- [SHORT TASK] Can you locate every row below that contains the string "light", with case counting, and copy each of those rows in full?

- [RECORDS SUPPLIED]

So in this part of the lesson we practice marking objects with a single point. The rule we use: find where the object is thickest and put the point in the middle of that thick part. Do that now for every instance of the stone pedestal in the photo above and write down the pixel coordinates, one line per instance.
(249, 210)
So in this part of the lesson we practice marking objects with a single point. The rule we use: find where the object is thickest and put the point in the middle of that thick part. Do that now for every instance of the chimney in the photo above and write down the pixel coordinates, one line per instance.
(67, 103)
--
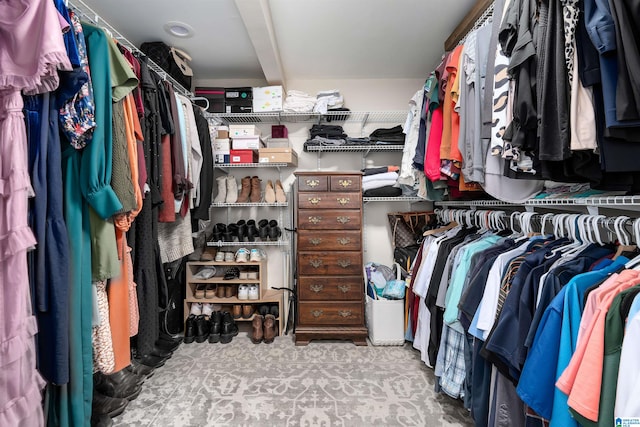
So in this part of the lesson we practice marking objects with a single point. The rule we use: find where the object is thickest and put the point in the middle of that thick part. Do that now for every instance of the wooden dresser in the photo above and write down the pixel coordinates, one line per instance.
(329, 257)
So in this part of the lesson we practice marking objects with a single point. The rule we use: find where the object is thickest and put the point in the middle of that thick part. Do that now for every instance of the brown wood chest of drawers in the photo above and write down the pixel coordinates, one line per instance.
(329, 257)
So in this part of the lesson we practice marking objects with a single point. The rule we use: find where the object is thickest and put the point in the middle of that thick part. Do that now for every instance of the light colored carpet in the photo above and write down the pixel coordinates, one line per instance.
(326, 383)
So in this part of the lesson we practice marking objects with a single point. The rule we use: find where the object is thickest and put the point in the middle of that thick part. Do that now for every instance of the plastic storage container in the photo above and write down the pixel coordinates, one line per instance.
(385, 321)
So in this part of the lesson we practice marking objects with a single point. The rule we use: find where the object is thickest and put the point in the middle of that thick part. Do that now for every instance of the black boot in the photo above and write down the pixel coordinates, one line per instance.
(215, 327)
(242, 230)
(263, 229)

- [WRITTEN ANSWER]
So in this part of the lesson we practice marking objects with a single point. The rule we use: find where the object is thickest and put the point in the middle of that thick part. Do that now for every instance of the light colored carpet in the photo above and write down the pixel coordinates, one line per instance.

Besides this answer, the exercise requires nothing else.